:: Aim ::
According to the missile forum thread below, what range does an IRBM have?

IRBM (Intermediate Range Ballistic Missile) =/= ICBM (Inter Continental Ballistic Missile)

IRBM are missiles with range between MRBM (Medium Range Ballistic Missile) and ICBM, i.e., 3000-5500Km.

Reactions: Like Like:
1


----------



## PakGuns

Bilal. said:


> IRBM (Intermediate Range Ballistic Missile) =/= ICBM (Inter Continental Ballistic Missile)
> 
> IRBM are missiles with range between MRBM (Medium Range Ballistic Missile) and ICBM, i.e., 3000-5500Km.


I know but I wanted to know how do we expect ICBM? Everyone is flying high with their homemade rumors :\ IT WILL BE ICBM, ICBM TEST IS EXPECTED BLAH BLAH....


----------



## Bilal.

PakGuns said:


> I know but I wanted to know how do we expect ICBM? Everyone is flying high with their homemade rumors :\ IT WILL BE ICBM, ICBM TEST IS EXPECTED BLAH BLAH....



You already answered it... They are *rumors* nothing more


----------



## Zarvan

PakGuns said:


> Why the hell on earth do we need an ICBM?? We need just india under our range..we don't have any other specific target, and we can't afford more in either way... Someone explain why???


We need an ICBM because unfortunately we don't have just India as our enemy sooner or later because off Israel pressure we would face USA and NATO

Reactions: Like Like:
1


----------



## Zarvan

Bilal. said:


> You already answered it... They are *rumors* nothing more


And I am telling you they are not rumors


----------



## Hyperion

Page 28. Nothing to show. In the meantime, India has already tested two very potent missile systems. Awesome, just like us, brag brag brag and more hot air!

Reactions: Like Like:
3


----------



## Bilal.

[Point labeling examples]
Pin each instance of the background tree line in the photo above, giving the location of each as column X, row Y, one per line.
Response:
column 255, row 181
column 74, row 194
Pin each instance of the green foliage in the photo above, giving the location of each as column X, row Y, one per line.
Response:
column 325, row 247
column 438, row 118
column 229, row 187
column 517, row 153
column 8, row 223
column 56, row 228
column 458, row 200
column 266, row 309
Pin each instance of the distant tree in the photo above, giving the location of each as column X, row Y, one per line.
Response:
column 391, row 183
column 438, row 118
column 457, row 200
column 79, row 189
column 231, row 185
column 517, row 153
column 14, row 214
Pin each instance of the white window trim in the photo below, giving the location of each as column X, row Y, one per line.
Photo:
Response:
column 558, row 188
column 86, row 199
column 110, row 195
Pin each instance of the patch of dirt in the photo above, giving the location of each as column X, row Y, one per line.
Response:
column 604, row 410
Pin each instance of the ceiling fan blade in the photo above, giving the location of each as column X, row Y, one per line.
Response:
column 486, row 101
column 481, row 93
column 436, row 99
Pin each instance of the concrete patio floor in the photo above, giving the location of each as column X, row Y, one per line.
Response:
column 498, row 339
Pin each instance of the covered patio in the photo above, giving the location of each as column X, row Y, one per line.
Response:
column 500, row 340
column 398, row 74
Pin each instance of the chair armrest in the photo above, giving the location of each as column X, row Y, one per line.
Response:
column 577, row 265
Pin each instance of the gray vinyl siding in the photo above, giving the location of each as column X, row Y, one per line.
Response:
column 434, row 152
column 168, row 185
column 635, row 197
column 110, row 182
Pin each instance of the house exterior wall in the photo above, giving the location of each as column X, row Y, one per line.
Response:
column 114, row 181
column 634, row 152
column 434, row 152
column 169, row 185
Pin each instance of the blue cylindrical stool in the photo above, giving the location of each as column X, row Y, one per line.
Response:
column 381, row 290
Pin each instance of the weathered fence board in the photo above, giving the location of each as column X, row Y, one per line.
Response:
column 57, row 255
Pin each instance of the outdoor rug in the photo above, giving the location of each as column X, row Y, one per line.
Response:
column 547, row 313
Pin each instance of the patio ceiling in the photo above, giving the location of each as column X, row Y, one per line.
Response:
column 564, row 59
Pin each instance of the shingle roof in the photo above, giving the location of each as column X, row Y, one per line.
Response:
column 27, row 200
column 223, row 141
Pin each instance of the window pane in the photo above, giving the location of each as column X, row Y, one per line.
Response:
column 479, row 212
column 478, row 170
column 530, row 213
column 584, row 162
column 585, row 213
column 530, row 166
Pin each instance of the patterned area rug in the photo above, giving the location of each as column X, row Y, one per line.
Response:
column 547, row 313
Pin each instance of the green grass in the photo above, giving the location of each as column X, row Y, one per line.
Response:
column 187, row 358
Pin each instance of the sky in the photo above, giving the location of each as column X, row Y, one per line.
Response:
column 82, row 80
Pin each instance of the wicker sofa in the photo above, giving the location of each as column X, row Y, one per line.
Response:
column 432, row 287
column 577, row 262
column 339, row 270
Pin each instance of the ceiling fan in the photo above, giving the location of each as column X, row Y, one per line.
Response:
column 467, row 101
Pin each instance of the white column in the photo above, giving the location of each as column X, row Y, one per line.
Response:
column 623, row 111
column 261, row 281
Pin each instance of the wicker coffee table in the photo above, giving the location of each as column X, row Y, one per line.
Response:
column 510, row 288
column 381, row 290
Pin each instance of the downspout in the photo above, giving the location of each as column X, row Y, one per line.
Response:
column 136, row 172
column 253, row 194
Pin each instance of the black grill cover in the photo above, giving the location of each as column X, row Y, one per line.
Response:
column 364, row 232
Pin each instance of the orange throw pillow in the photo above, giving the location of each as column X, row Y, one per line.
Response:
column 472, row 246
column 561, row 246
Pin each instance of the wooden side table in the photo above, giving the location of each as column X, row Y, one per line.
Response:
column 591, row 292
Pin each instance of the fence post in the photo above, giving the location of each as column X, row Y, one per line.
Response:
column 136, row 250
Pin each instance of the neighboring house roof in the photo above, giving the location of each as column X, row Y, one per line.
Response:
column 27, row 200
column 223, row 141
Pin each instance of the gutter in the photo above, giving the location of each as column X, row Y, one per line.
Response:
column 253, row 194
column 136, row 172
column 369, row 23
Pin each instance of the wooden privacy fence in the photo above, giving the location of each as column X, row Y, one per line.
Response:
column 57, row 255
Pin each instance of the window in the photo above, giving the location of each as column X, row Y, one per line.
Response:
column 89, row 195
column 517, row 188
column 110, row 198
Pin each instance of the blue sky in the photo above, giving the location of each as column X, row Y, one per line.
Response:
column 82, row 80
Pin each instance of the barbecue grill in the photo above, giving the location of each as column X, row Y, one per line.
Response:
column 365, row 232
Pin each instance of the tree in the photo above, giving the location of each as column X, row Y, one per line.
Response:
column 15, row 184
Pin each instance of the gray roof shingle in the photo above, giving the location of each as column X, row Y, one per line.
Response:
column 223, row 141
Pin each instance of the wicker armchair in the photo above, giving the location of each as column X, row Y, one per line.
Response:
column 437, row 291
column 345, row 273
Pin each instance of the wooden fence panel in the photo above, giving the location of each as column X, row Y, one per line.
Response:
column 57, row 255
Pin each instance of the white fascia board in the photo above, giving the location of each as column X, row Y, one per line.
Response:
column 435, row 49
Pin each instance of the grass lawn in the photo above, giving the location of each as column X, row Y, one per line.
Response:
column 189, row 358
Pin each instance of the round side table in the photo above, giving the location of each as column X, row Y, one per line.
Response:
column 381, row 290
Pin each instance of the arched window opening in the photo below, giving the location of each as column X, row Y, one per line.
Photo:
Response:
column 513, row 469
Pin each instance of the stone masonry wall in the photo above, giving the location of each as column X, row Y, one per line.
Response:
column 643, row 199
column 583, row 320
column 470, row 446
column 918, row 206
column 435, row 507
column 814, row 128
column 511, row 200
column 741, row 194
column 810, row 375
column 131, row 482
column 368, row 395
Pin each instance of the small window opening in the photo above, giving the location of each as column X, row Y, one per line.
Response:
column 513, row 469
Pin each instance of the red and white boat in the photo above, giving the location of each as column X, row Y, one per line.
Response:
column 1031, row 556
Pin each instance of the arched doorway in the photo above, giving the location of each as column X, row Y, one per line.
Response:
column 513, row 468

:: Reply to the exercise ::
Between 3000 and 5500 km.